PROBLEM DETAILS. Would you print the whole listing again, word for word?
***** EXERCISE INPUT
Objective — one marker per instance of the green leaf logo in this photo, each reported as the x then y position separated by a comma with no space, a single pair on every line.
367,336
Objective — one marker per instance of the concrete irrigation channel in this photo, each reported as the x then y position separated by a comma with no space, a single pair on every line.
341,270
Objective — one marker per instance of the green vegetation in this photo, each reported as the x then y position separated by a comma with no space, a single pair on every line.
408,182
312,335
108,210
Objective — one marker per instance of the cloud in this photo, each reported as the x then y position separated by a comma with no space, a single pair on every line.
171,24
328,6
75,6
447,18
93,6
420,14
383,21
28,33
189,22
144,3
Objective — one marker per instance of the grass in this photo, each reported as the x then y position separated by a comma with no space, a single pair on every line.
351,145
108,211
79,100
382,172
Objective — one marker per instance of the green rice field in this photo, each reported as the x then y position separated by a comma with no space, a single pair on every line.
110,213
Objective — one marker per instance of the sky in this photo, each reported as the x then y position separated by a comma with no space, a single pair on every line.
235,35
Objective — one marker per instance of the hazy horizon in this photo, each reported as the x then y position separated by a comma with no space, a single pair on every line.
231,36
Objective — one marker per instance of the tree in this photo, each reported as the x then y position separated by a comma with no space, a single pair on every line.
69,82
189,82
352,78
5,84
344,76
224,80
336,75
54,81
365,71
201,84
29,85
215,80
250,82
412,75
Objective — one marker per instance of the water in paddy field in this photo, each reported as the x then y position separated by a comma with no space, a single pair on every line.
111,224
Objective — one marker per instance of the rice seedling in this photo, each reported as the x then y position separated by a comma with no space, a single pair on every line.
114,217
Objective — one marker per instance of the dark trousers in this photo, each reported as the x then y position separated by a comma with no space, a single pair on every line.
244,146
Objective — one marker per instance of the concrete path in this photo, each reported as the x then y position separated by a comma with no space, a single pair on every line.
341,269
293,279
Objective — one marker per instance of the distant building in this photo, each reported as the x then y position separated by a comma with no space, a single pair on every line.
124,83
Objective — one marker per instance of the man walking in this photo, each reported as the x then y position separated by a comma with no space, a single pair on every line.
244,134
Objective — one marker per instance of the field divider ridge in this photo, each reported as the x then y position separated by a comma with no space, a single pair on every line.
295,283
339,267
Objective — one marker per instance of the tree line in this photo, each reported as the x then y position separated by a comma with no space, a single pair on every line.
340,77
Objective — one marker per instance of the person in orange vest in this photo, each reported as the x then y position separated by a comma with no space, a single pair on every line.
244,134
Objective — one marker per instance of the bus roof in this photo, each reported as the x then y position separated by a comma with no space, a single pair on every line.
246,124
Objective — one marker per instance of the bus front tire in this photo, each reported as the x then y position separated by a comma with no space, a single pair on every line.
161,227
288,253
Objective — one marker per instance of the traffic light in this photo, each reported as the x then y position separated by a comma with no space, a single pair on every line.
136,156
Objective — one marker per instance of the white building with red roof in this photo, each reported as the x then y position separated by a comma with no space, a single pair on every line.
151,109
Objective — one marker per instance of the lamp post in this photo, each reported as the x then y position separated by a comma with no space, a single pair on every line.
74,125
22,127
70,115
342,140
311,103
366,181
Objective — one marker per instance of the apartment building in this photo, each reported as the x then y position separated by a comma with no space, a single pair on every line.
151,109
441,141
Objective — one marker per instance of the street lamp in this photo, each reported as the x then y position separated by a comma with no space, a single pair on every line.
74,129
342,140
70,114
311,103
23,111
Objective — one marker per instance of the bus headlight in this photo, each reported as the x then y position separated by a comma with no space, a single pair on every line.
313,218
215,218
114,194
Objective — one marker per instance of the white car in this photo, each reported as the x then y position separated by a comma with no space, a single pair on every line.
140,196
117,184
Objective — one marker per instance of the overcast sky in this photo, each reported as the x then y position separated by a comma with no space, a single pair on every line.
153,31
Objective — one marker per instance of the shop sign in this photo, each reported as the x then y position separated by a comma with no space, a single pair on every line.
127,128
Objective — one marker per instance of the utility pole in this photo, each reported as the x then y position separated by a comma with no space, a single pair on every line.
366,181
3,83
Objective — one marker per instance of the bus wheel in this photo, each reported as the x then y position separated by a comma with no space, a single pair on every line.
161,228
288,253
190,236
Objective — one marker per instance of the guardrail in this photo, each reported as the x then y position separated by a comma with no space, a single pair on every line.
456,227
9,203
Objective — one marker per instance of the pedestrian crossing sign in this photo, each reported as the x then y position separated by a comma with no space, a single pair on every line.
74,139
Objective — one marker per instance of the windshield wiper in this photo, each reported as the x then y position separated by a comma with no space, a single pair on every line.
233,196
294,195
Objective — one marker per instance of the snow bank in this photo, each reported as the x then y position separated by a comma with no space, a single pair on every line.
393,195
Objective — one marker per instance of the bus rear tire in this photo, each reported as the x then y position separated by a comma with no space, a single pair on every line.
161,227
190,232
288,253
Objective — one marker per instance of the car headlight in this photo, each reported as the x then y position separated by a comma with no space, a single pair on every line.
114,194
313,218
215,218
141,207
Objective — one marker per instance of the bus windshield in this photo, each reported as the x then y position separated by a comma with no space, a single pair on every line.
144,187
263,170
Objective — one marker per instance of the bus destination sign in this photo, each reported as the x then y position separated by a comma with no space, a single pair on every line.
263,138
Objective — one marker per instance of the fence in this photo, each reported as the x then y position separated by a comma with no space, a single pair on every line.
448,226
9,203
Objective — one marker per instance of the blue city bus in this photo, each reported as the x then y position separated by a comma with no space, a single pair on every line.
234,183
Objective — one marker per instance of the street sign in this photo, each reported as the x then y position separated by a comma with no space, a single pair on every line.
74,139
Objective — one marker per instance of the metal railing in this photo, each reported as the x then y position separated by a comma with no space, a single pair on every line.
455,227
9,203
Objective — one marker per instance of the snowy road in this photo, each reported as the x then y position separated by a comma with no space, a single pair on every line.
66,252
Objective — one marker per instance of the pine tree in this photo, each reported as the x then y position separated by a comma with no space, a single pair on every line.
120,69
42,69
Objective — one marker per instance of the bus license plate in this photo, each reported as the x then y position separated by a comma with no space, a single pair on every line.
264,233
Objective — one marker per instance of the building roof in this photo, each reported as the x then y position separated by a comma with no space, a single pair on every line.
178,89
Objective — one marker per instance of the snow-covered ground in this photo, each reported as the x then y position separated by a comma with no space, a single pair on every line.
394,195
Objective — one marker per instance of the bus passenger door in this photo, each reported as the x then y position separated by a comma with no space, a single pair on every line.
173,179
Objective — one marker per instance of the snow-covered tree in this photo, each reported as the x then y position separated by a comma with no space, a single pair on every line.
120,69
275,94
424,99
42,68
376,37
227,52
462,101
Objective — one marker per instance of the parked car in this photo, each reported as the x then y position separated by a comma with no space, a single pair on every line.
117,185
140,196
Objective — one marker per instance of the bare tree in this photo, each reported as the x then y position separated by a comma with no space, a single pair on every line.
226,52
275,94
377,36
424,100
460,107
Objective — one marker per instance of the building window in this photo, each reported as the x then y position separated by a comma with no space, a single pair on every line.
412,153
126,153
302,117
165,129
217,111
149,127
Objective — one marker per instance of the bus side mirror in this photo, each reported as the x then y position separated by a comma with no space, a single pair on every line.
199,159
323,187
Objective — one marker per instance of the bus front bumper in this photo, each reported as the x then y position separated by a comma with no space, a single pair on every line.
**********
SOLUTION TO THE EXERCISE.
Objective — one marker per instance of the green leaf logo in this photo, each reported as the x then y position separated by a comma with no space, a single pair on every line.
367,336
Objective — one marker per instance of the concrete irrigation channel in this photo, each reported as the x then y position separated by a comma with no space, a single pair on every line.
341,270
Objective — one marker per instance of the green vegetation in this photo, each reported as the x then y position separated by a comma with no space, a single pair on every line.
408,182
312,335
108,210
Objective — one marker per instance of the cloud in this photo, each reported as the x then y position separated by a comma with no space, a single pair on every line.
171,24
328,6
75,6
447,18
93,6
420,14
383,21
28,33
189,22
144,3
Objective — one marker per instance of the grass in this photo, each reported as the x then y position separated by a comma with no space, a single pair on every line.
351,145
108,211
79,100
382,172
Objective — one marker per instance of the green rice field in this photo, each reported as the x then y position separated by a comma with no space, a single pair on every line.
110,213
Objective — one marker per instance of the sky in this photo, each reported as the x then y position separated by a comma with no space, a single pair on every line.
235,35
Objective — one marker per instance of the hazy horizon in this photo, each reported as the x then y position separated by a comma with no space, a single pair on every line.
231,36
Objective — one marker per instance of the tree in this photo, each reported as the x then y position separated by a comma with no space, a single pair on every line.
69,82
189,82
352,78
5,84
344,76
224,80
336,75
54,81
365,71
201,84
29,85
215,80
250,82
412,75
Objective — one marker per instance of the water in paddy field in this photo, each reported as the x then y position separated by a comma with no space, a single pair on every line.
111,224
Objective — one marker per instance of the rice seedling in this photo, each reported as the x then y position separated by a comma with no space, a single pair on every line.
114,217
Objective — one marker per instance of the dark trousers in this photo, each reported as the x then y position separated by a comma with no space, a single pair on every line.
244,146
Objective — one marker per instance of the concrete path in this photo, each reported as the x then y position separated by a comma with no space, a single pair on every line.
341,269
293,279
Objective — one marker per instance of the distant building in this photo, each reported as the x then y position separated by a comma with no space, a single pair on every line.
124,83
Objective — one marker per instance of the man walking in this photo, each reported as the x then y position separated by a comma with no space, a single pair on every line.
244,134
Objective — one marker per instance of the field divider ridge in this photo, each reported as the x then y position separated by a comma with no space, a single pair on every line.
295,283
339,267
Objective — one marker per instance of the tree line in this photo, each reported as the x then y position separated by a comma with no space, a single pair on every line.
340,77
Objective — one marker per instance of the person in orange vest in this photo, each reported as the x then y position separated by a comma with no space, a single pair on every line.
244,134
Objective — one marker per instance of the bus roof in this photo, each reported as the x then y position separated by a comma with no space, a single pair on every line.
246,124
Objective — one marker per instance of the bus front tire in this photo, each reported as the x then y position separated by a comma with no space, a single pair on every line.
161,227
288,253
Objective — one marker per instance of the traffic light in this photo, each reported as the x then y position separated by a comma with no space, a single pair on every line.
136,156
Objective — one marker per instance of the white building with red roof in this photo, each reported as the x then y position separated by a comma with no space, a single pair on every line.
151,109
Objective — one marker per instance of the lamp post in this photo, each reported as the x then y position separated by a comma with no space, a single pair on every line.
74,125
22,127
70,115
342,140
311,103
366,181
Objective — one marker per instance of the apartment building in this photo, each reported as the x then y position separated by a comma with no space, a single pair on every line.
151,109
441,141
Objective — one marker per instance of the street lamp in this photo, each reported as the x then y position separated by a comma with no space, a single pair on every line.
74,129
342,140
70,114
311,103
23,111
Objective — one marker per instance of the bus headlight in this photo, each reported as the x then y position separated by a comma with no space, a single pair on every line.
313,218
215,218
114,194
Objective — one marker per instance of the white car in this photo, each reported as the x then y position separated by a comma with no space, a single pair on every line.
140,196
117,184
Objective — one marker per instance of the overcast sky in this photo, each reported as the x then y position separated by a comma with no space, a single pair on every line.
153,31
Objective — one marker per instance of the shop sign in this photo, each reported as the x then y position separated by a comma with no space, a single pair on every line.
127,128
Objective — one marker per instance of the utility pole in this photo, each reported as the x then y position separated by a comma with no space, a single pair on every line.
366,181
3,83
Objective — one marker per instance of the bus wheel in this photo, each reported as the x then y position separated by a comma with no space, a single pair on every line.
161,228
288,253
190,236
Objective — one marker per instance of the guardrail in this photo, each reported as the x then y position separated by a comma with no space, a single pair on every line.
456,227
9,203
Objective — one marker per instance of the pedestrian crossing sign in this photo, each reported as the x then y position separated by a comma with no space, a single pair on every line.
74,139
Objective — one marker per instance of the windshield wiper in this photo, each reported as the x then y position separated by a comma with no space, a single pair on every line.
233,196
294,195
Objective — one marker per instance of the snow bank in this photo, each reported as the x then y position separated by a comma with no space, a single pair on every line.
393,195
Objective — one marker per instance of the bus rear tire in this photo, each reported as the x then y position separated by a comma with no space, a single pair on every line.
161,227
190,232
288,253
Objective — one marker per instance of the car headlight in this photo, each reported as the x then y position separated by a comma with no space, a single pair on every line.
114,194
313,218
215,218
141,207
Objective — one marker per instance of the bus windshield in this photo, each reported as the x then y position separated by a comma with no space, a single pair on every line.
144,187
263,170
Objective — one marker per instance of the bus destination sign in this photo, each reported as the x then y position separated by a comma with no space, a single pair on every line.
263,138
Objective — one marker per instance of the fence in this photo, each reported as the x then y position separated by a comma with no space, a single pair on every line.
448,226
9,203
Objective — one marker per instance of the blue city bus in this photo, each reported as the x then y position separated by a comma with no space, a single pair on every line.
234,183
Objective — one marker per instance of the street sign in this photo, each reported as the x then y position separated by a comma with no space, a single pair on every line.
74,139
Objective — one marker per instance of the metal railing in this photo, each reported as the x then y position separated by a comma with no space, a single pair on every line.
455,227
9,203
Objective — one marker per instance of the snowy road in this photo, each reported as the x then y position separated by a comma with no space, a single pair on every line.
66,252
Objective — one marker per instance of the pine tree in this photo, each reported as the x then y position separated by a comma with no space, a single pair on every line.
120,69
42,69
Objective — one marker per instance of the bus license plate in this photo, each reported as the x then y position separated by a comma with no space, a single pair on every line.
264,233
Objective — one marker per instance of the building roof in this photo, each reported as the x then y position separated by a comma with no space, a single pair on every line.
178,89
Objective — one marker per instance of the snow-covered ground in this photo, each reported as the x then y position separated by a comma with no space, a single pair on every line.
394,195
Objective — one marker per instance of the bus passenger door in this photo, each reported as the x then y position separated by a comma with no space, a single pair on every line.
173,179
Objective — one marker per instance of the snow-covered tree in this photo, each reported as the x then y position separated by a comma with no space, a single pair on every line.
120,69
275,94
424,99
42,68
376,37
227,52
462,101
Objective — one marker per instance of the parked car in this photo, each reported as the x then y position separated by a comma with no space, a single pair on every line.
117,185
140,196
Objective — one marker per instance of the bare tree in this photo, each reported as the x then y position separated by a comma with no space, a single pair on every line.
226,52
275,94
377,36
424,100
460,107
Objective — one marker per instance of the building window in this photo, each reported as the x then y position separated by a comma with no space, a single pair on every line.
412,153
126,153
302,117
165,129
217,111
149,127
Objective — one marker per instance of the bus side mirror in this photo, each reported as the x then y position separated by a comma with no space, a single pair on every line.
199,159
323,187
Objective — one marker per instance of the bus front bumper in this photo, each reported as the x then y position separated by a comma with no space, a single pair on every line.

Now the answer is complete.